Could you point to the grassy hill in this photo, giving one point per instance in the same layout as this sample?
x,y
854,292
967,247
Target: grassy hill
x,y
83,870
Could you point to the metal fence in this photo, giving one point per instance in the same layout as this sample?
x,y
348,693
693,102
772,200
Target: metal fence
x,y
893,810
▬▬▬▬▬▬▬▬▬▬
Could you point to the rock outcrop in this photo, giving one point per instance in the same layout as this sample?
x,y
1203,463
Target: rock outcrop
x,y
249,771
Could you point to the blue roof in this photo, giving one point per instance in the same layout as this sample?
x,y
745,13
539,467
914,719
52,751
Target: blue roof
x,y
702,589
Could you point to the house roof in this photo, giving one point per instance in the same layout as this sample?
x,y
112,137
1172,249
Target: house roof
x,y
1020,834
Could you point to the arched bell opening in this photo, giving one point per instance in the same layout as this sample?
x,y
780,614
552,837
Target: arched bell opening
▬▬▬▬▬▬▬▬▬▬
Only the count, no other text: how many lines in the listing above hold "point"?

6